Last week, the Maryland Board of Physicians, in conjunction with Maryland Department of Health and Mental Hygiene Secretary Dr. Joshua Sharfstein, requested an investigation from the Office of the Inspector General into matters related to the 1996 licensure of William Dando ("Allegany doctor pleads not guilty to sexually assaulting patient," June 10).
This action is reflective of the steadfast commitment to improvement and transparency that the Board of Physicians has embraced since my appointment by Gov. Martin O'Malley to chair the board two years ago.
The board has enacted almost every recommendation made in the 2011 Department of Legislative Services audit as well as those from the independent review report issued by University of Maryland, Baltimore President Dr. Jay Perman and colleagues. These changes included policies and processes which cleared a dense backlog of unresolved cases, increased transparency through the board's website contents and improved resolution times for complaints and licensure. The board has increased the opportunities for quick resolution of charges, increased it's use of the National Practitioner Data Base, standardized investigations and trained its staff and members in best practices. The board is currently functioning in the two panel disciplinary system as recommended in the Perman report. As such, the board has been able to turn increasing attention to matters of policy and statute to prevent complaints and "make recommendations that benefit the health, welfare, and safety of the public."
Throughout the last two legislative sessions, the authorizing law for the Board of Physicians has been bared and subject to a major overhaul involving all stakeholders in the legislative process. The result has been the passage of HB 1096 in 2013, also called the board's "sunset" legislation. This was a major accomplishment considering the board was on the brink of statutory dissolution. Additionally, the board introduced many important bills in 2013 and 2014 which further improved patient safety and board function.

→ **Task directions**:
Retype the entire passage on the Maryland Board of Physicians word for word. Work from the passage on the Maryland Board of Physicians and nothing else.

Data excerpts

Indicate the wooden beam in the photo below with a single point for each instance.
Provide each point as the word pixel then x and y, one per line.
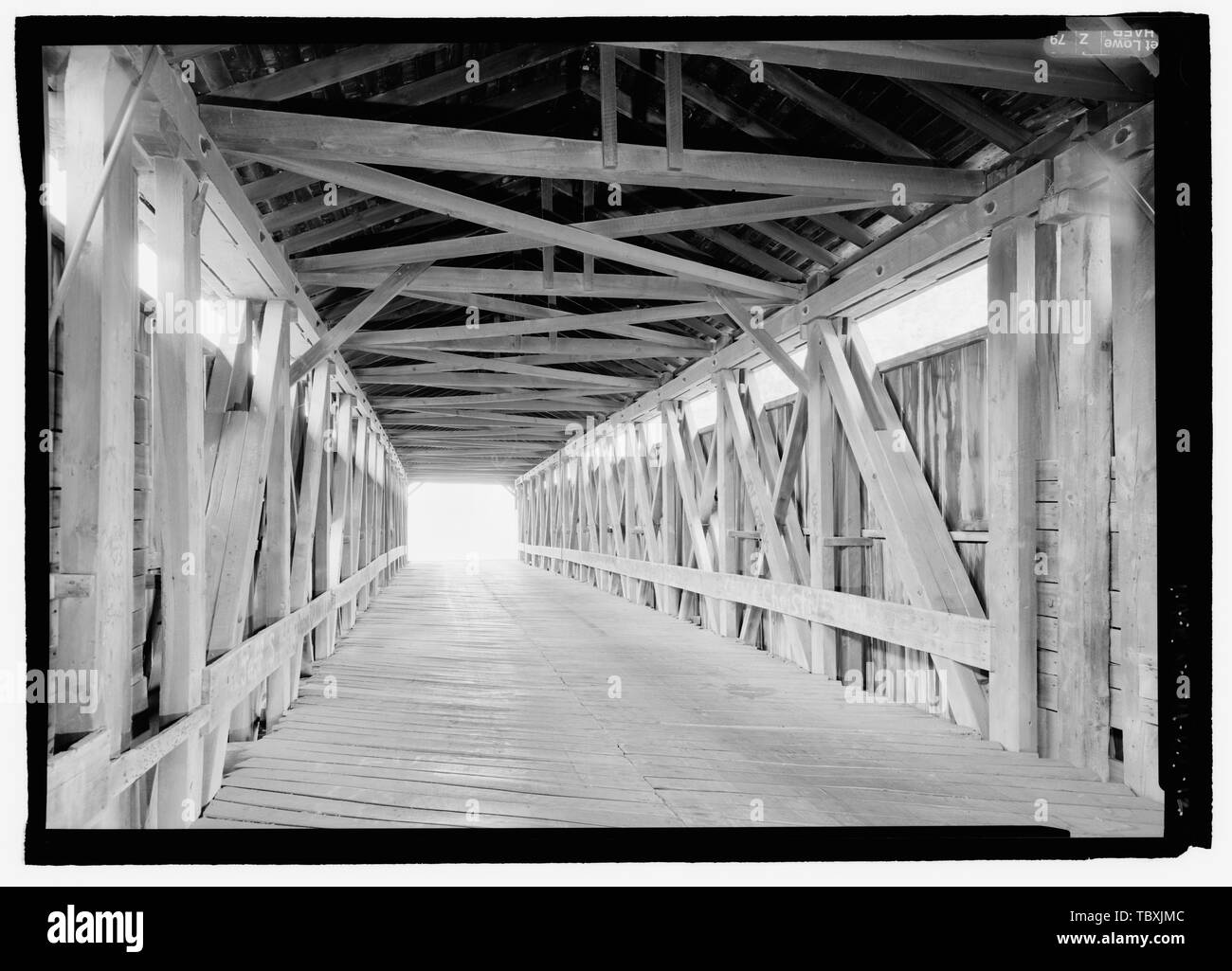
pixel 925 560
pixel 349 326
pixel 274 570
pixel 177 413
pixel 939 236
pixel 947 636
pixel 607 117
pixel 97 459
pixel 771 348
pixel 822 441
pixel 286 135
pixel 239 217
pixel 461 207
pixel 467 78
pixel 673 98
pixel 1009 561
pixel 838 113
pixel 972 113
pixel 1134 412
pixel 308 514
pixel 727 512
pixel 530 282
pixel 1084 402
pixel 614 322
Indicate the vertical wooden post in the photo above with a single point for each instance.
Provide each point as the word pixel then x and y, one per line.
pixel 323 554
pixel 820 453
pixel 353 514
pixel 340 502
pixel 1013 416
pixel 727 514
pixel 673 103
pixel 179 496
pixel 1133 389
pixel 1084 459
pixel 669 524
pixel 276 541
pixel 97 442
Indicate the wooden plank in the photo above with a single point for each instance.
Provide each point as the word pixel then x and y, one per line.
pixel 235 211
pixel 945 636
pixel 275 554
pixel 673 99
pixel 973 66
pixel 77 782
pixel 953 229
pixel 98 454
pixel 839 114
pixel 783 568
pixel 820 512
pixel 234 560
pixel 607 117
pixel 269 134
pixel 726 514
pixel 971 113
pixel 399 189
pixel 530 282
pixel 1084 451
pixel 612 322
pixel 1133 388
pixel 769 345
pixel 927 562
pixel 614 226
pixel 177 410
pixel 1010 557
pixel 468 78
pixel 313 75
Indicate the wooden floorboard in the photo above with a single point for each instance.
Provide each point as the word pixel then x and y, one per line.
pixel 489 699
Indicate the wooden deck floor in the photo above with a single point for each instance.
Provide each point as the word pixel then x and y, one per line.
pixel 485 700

--

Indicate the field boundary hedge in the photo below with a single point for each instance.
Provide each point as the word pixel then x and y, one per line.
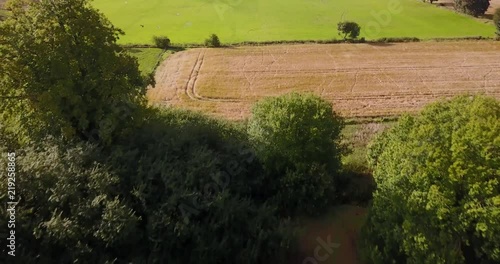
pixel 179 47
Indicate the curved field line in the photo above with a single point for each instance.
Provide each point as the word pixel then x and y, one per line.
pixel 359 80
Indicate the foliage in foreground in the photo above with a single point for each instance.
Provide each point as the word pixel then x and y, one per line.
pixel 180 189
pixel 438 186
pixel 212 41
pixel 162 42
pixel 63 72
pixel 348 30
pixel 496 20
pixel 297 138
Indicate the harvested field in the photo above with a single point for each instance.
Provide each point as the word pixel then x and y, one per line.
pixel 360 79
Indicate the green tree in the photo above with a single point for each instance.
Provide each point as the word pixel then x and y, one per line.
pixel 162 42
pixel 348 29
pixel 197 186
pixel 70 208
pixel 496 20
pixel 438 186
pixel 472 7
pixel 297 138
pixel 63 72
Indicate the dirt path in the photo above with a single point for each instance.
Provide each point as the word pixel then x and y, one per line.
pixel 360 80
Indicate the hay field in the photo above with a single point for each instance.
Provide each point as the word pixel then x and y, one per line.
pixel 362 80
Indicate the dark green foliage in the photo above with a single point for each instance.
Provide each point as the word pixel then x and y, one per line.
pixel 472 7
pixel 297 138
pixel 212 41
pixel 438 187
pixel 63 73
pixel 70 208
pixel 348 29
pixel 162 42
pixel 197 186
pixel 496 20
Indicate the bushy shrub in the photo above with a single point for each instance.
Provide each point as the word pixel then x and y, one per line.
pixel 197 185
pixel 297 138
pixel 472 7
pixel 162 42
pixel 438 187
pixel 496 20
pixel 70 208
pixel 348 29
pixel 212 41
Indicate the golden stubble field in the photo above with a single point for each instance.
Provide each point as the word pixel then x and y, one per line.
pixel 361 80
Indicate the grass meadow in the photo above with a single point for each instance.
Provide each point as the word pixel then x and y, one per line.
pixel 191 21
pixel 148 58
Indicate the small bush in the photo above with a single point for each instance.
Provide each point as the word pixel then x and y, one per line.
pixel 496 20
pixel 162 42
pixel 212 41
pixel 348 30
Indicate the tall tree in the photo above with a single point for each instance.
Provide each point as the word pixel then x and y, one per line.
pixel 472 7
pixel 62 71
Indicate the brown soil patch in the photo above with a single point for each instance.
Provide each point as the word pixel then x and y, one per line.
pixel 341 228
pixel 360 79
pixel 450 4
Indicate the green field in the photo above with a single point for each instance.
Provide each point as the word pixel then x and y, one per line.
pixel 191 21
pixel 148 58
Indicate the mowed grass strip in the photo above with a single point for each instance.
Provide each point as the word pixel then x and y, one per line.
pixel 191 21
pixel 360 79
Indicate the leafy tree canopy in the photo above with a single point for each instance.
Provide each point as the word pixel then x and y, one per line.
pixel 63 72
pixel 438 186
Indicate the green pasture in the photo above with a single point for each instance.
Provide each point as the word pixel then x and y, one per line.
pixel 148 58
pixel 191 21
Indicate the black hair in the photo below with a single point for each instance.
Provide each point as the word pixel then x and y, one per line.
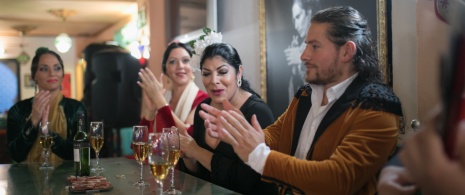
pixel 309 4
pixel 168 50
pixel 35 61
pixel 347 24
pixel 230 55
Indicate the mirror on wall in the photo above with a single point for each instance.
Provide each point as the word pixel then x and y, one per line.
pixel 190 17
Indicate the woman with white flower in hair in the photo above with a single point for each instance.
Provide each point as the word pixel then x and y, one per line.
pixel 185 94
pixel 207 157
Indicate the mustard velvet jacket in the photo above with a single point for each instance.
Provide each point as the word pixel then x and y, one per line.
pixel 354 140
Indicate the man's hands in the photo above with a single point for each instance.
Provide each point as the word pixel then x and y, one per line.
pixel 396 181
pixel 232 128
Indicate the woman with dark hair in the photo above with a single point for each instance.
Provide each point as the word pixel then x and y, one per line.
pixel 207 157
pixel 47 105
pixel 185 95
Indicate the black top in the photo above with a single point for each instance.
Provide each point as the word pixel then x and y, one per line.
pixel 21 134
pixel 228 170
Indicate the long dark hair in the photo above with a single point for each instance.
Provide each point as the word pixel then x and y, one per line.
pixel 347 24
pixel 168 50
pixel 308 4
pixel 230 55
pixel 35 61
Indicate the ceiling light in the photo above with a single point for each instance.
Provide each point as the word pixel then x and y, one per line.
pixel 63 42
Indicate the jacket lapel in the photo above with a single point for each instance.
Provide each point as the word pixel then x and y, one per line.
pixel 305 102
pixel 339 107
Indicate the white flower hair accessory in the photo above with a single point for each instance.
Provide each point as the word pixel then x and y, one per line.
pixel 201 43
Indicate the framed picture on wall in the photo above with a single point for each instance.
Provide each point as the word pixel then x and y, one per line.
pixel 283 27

→ **Answer section**:
Last week, the Maryland Board of Physicians, in conjunction with Maryland Department of Health and Mental Hygiene Secretary Dr. Joshua Sharfstein, requested an investigation from the Office of the Inspector General into matters related to the 1996 licensure of William Dando ("Allegany doctor pleads not guilty to sexually assaulting patient," June 10).
This action is reflective of the steadfast commitment to improvement and transparency that the Board of Physicians has embraced since my appointment by Gov. Martin O'Malley to chair the board two years ago.
The board has enacted almost every recommendation made in the 2011 Department of Legislative Services audit as well as those from the independent review report issued by University of Maryland, Baltimore President Dr. Jay Perman and colleagues. These changes included policies and processes which cleared a dense backlog of unresolved cases, increased transparency through the board's website contents and improved resolution times for complaints and licensure. The board has increased the opportunities for quick resolution of charges, increased it's use of the National Practitioner Data Base, standardized investigations and trained its staff and members in best practices. The board is currently functioning in the two panel disciplinary system as recommended in the Perman report. As such, the board has been able to turn increasing attention to matters of policy and statute to prevent complaints and "make recommendations that benefit the health, welfare, and safety of the public."
Throughout the last two legislative sessions, the authorizing law for the Board of Physicians has been bared and subject to a major overhaul involving all stakeholders in the legislative process. The result has been the passage of HB 1096 in 2013, also called the board's "sunset" legislation. This was a major accomplishment considering the board was on the brink of statutory dissolution. Additionally, the board introduced many important bills in 2013 and 2014 which further improved patient safety and board function.